— start of DATA LISTING —
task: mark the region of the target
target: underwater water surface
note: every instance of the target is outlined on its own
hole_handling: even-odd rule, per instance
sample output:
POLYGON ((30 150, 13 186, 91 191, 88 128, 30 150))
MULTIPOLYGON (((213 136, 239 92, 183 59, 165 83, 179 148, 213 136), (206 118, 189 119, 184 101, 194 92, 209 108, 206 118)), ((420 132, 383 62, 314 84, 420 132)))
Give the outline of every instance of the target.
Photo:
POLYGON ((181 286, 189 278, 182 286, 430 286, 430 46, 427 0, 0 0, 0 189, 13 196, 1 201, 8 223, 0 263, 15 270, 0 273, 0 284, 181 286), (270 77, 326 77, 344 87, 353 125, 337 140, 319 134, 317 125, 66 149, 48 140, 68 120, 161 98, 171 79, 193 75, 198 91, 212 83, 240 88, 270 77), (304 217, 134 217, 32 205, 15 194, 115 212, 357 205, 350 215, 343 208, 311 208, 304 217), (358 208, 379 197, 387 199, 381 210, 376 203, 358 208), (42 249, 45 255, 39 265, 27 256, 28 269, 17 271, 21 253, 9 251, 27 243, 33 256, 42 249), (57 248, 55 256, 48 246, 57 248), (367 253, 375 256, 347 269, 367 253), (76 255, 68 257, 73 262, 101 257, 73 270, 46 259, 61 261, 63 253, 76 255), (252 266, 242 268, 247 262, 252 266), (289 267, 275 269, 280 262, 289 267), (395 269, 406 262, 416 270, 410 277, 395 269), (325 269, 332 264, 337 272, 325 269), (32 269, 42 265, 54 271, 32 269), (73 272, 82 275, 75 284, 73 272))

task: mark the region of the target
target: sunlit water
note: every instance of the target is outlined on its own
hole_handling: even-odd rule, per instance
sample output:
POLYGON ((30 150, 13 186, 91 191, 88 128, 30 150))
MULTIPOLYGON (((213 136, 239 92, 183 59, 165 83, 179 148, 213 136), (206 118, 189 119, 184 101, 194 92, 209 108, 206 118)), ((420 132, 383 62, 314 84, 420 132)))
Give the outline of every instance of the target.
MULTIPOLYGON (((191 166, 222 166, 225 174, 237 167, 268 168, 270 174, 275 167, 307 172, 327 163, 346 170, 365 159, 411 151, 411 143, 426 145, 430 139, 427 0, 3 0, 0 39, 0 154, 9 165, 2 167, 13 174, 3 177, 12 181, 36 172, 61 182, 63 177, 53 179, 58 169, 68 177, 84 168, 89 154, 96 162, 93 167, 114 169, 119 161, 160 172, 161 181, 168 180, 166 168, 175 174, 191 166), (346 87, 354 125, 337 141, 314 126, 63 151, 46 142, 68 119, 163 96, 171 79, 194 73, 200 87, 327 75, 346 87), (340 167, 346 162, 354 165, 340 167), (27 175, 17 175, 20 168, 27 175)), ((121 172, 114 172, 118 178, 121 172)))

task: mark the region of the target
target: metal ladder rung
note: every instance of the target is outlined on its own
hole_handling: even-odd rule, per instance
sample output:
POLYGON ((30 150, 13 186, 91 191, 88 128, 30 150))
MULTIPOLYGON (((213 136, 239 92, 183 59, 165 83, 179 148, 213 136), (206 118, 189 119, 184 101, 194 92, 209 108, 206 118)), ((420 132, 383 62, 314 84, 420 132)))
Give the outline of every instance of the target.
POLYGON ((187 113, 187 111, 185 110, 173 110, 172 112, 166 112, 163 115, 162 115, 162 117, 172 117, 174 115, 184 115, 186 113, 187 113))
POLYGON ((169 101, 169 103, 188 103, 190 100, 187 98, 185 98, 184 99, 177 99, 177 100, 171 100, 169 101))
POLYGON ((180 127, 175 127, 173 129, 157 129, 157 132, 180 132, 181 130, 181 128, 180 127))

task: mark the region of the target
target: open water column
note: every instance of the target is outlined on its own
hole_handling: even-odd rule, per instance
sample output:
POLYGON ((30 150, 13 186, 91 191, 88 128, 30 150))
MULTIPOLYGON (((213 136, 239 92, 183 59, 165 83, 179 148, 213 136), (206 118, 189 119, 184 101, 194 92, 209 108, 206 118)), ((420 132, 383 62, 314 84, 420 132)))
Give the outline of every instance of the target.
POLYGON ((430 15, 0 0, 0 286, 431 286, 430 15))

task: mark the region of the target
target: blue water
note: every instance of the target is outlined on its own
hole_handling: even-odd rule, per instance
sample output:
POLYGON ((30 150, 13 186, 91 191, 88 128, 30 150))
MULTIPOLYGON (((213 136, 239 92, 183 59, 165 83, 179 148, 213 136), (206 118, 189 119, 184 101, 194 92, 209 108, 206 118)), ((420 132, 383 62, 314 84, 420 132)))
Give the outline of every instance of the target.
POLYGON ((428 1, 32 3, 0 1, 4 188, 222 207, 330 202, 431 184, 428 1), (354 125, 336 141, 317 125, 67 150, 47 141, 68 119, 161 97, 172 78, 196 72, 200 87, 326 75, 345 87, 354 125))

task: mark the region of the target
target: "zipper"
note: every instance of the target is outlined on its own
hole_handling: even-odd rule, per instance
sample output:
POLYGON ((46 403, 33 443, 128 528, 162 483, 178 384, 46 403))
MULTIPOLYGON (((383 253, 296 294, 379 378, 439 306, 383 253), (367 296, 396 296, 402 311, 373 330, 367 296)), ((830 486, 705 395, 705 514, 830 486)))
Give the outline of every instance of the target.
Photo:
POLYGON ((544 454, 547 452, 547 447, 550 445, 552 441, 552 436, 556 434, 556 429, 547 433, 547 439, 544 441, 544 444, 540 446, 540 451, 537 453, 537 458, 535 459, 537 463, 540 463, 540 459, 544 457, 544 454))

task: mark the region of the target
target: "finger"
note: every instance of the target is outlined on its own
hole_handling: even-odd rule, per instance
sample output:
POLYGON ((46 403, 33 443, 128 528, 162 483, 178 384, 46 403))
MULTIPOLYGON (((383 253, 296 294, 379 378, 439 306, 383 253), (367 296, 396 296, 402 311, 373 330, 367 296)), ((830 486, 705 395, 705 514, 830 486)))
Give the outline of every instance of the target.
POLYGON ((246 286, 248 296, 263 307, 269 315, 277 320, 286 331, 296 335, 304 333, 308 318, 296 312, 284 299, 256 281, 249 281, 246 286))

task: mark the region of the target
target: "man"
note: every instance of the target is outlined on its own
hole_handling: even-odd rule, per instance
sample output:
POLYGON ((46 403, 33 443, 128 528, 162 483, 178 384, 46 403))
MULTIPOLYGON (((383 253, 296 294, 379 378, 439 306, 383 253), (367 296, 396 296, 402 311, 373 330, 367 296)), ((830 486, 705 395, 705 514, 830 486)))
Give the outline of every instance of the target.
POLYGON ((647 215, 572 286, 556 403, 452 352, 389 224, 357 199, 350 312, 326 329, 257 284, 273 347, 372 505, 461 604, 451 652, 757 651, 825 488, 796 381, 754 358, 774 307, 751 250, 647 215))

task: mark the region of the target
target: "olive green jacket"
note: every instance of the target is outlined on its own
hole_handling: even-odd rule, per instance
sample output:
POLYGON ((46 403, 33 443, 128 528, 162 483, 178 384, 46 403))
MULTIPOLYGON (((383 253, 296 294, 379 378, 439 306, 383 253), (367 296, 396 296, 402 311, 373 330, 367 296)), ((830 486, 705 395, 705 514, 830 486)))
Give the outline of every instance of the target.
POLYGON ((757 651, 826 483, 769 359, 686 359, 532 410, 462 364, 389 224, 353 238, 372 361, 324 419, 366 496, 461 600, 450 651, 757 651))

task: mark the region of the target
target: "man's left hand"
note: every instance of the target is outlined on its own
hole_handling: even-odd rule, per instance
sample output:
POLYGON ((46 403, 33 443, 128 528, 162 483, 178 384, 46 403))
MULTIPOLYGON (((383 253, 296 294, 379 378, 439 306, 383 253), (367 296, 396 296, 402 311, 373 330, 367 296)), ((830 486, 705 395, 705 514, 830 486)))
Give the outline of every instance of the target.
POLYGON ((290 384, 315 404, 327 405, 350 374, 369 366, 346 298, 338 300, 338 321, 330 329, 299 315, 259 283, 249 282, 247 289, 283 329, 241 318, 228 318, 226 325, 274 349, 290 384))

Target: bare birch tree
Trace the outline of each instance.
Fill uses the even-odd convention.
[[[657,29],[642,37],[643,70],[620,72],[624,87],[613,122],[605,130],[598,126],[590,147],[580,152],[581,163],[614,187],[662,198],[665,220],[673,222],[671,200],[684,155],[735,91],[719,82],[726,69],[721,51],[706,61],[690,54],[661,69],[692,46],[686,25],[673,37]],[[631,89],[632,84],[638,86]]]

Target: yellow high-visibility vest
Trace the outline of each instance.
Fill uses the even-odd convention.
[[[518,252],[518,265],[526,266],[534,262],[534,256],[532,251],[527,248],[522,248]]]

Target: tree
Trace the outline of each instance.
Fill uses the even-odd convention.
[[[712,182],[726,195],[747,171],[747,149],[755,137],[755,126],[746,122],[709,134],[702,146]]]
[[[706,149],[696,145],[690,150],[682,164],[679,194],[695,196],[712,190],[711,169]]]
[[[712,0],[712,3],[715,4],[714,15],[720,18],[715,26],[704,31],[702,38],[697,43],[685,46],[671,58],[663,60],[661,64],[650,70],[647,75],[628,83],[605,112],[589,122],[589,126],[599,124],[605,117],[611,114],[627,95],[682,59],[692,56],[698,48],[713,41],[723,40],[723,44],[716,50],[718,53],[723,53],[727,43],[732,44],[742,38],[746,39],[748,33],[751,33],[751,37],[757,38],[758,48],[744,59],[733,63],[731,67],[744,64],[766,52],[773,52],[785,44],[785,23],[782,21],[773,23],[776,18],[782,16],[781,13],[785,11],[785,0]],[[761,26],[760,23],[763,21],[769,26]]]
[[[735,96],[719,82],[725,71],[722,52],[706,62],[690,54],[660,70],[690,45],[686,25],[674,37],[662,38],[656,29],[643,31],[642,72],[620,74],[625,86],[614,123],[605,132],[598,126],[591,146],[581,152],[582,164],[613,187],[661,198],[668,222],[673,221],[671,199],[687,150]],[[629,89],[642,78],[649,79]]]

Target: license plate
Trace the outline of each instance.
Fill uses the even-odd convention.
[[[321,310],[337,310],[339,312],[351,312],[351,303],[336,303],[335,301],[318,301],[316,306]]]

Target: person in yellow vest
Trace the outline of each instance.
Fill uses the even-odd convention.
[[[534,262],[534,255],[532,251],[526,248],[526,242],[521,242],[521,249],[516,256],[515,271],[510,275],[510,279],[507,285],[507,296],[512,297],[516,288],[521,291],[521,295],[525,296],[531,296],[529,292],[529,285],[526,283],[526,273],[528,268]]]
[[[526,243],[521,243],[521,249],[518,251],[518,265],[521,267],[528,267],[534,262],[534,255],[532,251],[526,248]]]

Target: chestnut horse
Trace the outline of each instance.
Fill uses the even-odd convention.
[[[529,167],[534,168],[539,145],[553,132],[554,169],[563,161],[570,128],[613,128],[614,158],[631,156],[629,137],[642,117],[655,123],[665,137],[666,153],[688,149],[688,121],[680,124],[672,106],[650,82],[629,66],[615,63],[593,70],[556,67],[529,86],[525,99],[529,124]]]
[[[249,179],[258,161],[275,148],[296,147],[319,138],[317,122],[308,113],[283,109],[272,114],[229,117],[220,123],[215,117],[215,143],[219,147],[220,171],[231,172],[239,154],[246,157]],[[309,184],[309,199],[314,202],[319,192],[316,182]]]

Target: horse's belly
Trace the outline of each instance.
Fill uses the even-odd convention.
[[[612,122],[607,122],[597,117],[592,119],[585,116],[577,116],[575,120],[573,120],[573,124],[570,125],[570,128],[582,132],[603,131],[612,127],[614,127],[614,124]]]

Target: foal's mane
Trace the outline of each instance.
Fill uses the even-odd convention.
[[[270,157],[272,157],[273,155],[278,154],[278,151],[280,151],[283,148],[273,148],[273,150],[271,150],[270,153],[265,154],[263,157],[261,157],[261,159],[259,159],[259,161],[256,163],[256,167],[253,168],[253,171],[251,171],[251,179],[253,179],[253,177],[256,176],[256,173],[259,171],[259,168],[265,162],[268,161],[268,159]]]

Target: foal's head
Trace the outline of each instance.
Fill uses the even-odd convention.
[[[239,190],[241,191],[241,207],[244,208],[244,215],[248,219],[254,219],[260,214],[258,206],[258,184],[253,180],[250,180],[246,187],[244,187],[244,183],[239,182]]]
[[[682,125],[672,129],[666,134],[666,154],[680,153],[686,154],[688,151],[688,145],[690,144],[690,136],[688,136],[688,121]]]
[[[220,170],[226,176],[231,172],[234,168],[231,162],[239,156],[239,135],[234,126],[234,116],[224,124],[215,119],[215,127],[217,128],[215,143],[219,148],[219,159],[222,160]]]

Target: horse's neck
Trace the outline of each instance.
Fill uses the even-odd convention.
— end of DATA LISTING —
**REQUEST:**
Reproduce the portion of the data that begins at its very start and ends with the line containing "POLYGON ((181 286, 189", including that final line, without any changes.

**RESPONSE TO THIS EXERCISE:**
task: mark the region of the target
target: underwater water surface
note: every instance of the target is outlined on its own
hole_handling: even-odd rule, per instance
sample output:
POLYGON ((30 150, 13 186, 91 191, 88 128, 30 150))
MULTIPOLYGON (((213 136, 239 92, 183 59, 165 83, 179 148, 213 136), (206 118, 189 119, 184 101, 194 92, 209 108, 206 118)), ((420 132, 383 62, 314 84, 420 132)))
Give the outline of every instance of the target.
Photo:
POLYGON ((181 286, 189 278, 182 286, 430 286, 430 46, 427 0, 0 0, 0 189, 13 196, 1 201, 8 223, 0 263, 15 270, 0 273, 0 284, 181 286), (270 77, 326 77, 344 87, 353 125, 337 140, 319 134, 317 125, 66 149, 48 140, 68 120, 161 98, 171 79, 193 75, 198 91, 212 83, 240 88, 270 77), (304 217, 134 217, 32 205, 15 194, 115 212, 357 205, 350 215, 343 208, 311 208, 304 217), (358 208, 379 197, 387 199, 381 210, 376 203, 358 208), (42 249, 45 255, 39 265, 27 256, 28 269, 17 271, 21 253, 9 251, 27 243, 33 256, 42 249), (57 248, 55 256, 48 246, 57 248), (367 253, 375 256, 347 269, 367 253), (76 255, 68 257, 73 262, 101 257, 73 270, 46 259, 61 261, 63 253, 76 255), (252 266, 242 268, 247 262, 252 266), (289 267, 275 269, 280 262, 289 267), (395 269, 406 262, 416 270, 410 277, 395 269), (325 269, 332 264, 337 272, 325 269), (32 269, 42 265, 54 271, 32 269), (73 272, 82 275, 75 284, 73 272))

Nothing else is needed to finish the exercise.